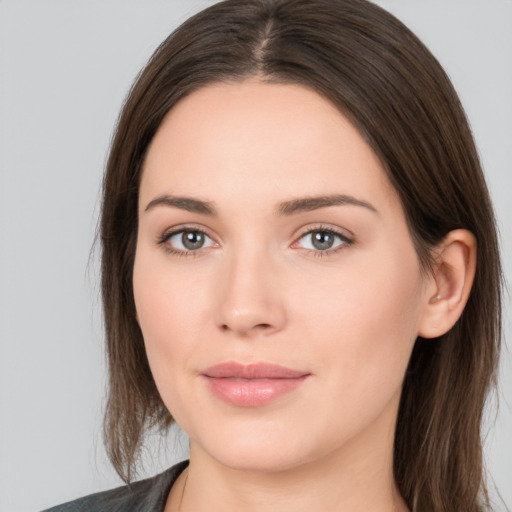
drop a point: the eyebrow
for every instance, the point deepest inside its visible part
(286, 208)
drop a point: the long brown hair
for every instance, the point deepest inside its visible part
(379, 75)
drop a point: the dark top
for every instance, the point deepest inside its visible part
(148, 495)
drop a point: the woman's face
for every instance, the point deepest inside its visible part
(269, 235)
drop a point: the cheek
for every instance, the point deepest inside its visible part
(169, 308)
(365, 319)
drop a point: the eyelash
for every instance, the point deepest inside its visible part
(194, 253)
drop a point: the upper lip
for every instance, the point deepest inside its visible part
(233, 369)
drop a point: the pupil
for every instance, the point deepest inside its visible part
(192, 240)
(323, 240)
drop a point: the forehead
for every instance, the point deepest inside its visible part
(260, 143)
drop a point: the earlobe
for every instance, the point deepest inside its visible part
(451, 281)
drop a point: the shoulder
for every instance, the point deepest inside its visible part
(147, 495)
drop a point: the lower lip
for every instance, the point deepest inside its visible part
(252, 392)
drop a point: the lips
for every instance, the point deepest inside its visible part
(252, 385)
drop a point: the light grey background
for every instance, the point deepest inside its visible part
(65, 67)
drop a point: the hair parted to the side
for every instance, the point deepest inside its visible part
(379, 75)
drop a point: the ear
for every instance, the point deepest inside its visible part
(450, 283)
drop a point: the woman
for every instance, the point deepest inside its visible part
(300, 267)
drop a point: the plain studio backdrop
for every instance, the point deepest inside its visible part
(65, 67)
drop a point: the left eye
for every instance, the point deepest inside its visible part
(322, 240)
(189, 240)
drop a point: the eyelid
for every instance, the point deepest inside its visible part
(175, 230)
(347, 239)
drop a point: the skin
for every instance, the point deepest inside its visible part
(259, 290)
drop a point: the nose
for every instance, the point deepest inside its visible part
(251, 296)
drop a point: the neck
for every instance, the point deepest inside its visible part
(355, 478)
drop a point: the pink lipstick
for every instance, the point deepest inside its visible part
(252, 385)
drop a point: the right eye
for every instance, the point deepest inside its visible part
(186, 241)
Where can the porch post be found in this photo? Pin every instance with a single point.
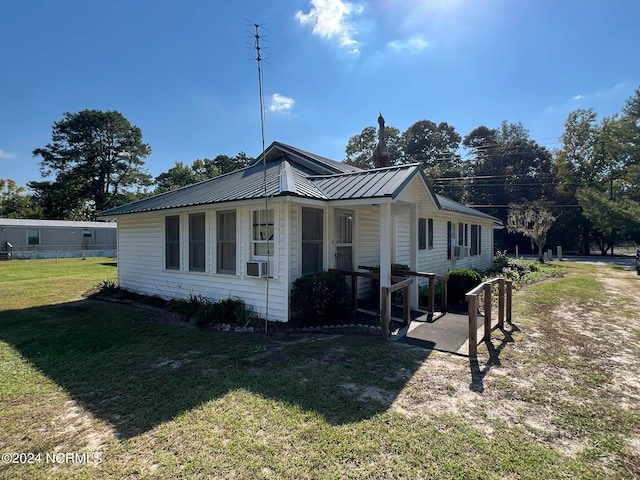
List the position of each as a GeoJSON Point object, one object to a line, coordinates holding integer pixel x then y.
{"type": "Point", "coordinates": [385, 266]}
{"type": "Point", "coordinates": [413, 254]}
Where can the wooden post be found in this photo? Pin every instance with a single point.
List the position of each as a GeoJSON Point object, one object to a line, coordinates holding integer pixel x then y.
{"type": "Point", "coordinates": [354, 292]}
{"type": "Point", "coordinates": [509, 294]}
{"type": "Point", "coordinates": [487, 312]}
{"type": "Point", "coordinates": [472, 300]}
{"type": "Point", "coordinates": [406, 310]}
{"type": "Point", "coordinates": [444, 287]}
{"type": "Point", "coordinates": [501, 302]}
{"type": "Point", "coordinates": [384, 316]}
{"type": "Point", "coordinates": [432, 294]}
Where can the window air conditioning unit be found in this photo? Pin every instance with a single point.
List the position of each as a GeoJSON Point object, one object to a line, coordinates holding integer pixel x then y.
{"type": "Point", "coordinates": [257, 269]}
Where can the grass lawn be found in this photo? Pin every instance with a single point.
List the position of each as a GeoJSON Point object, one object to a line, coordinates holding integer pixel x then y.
{"type": "Point", "coordinates": [93, 389]}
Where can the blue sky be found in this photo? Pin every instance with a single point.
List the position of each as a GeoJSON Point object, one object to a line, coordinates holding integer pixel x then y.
{"type": "Point", "coordinates": [185, 73]}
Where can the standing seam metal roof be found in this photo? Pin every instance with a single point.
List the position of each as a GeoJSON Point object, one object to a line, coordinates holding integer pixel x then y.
{"type": "Point", "coordinates": [290, 171]}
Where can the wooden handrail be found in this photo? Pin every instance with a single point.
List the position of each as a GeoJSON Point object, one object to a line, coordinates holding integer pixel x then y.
{"type": "Point", "coordinates": [472, 300]}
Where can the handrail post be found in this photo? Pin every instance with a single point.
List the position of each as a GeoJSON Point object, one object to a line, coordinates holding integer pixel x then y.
{"type": "Point", "coordinates": [432, 294]}
{"type": "Point", "coordinates": [472, 300]}
{"type": "Point", "coordinates": [354, 292]}
{"type": "Point", "coordinates": [487, 312]}
{"type": "Point", "coordinates": [445, 293]}
{"type": "Point", "coordinates": [509, 304]}
{"type": "Point", "coordinates": [406, 310]}
{"type": "Point", "coordinates": [501, 302]}
{"type": "Point", "coordinates": [384, 319]}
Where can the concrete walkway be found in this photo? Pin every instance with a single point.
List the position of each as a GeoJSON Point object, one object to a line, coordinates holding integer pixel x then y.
{"type": "Point", "coordinates": [447, 333]}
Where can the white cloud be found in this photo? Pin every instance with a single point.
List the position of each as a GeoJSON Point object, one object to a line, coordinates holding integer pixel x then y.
{"type": "Point", "coordinates": [333, 19]}
{"type": "Point", "coordinates": [6, 155]}
{"type": "Point", "coordinates": [280, 103]}
{"type": "Point", "coordinates": [414, 44]}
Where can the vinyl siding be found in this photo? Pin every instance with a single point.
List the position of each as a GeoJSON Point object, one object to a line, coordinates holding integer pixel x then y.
{"type": "Point", "coordinates": [141, 264]}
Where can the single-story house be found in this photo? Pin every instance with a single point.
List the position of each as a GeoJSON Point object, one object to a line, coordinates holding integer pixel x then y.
{"type": "Point", "coordinates": [27, 238]}
{"type": "Point", "coordinates": [252, 232]}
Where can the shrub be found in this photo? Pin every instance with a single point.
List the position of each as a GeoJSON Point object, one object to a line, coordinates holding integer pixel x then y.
{"type": "Point", "coordinates": [319, 298]}
{"type": "Point", "coordinates": [107, 287]}
{"type": "Point", "coordinates": [230, 310]}
{"type": "Point", "coordinates": [460, 282]}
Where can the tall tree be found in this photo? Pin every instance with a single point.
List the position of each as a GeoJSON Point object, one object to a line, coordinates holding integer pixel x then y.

************

> Work to do: Every line from the one containing "Where can the shrub" through the last line of the entries must be written out verbatim, and no other line.

> Task response:
Where can the shrub be found in this photo? Pin every instance with a single point.
List the position of each as a GeoJSON Point object, one object to a line, coordinates holding integer pixel x then y.
{"type": "Point", "coordinates": [319, 298]}
{"type": "Point", "coordinates": [107, 287]}
{"type": "Point", "coordinates": [230, 310]}
{"type": "Point", "coordinates": [460, 282]}
Where can the tall tree be found in this photo? Pin every instance with a single point.
List the position of each as a GeoJSON Point object, one object to a line, coordinates holding integer pixel x then y.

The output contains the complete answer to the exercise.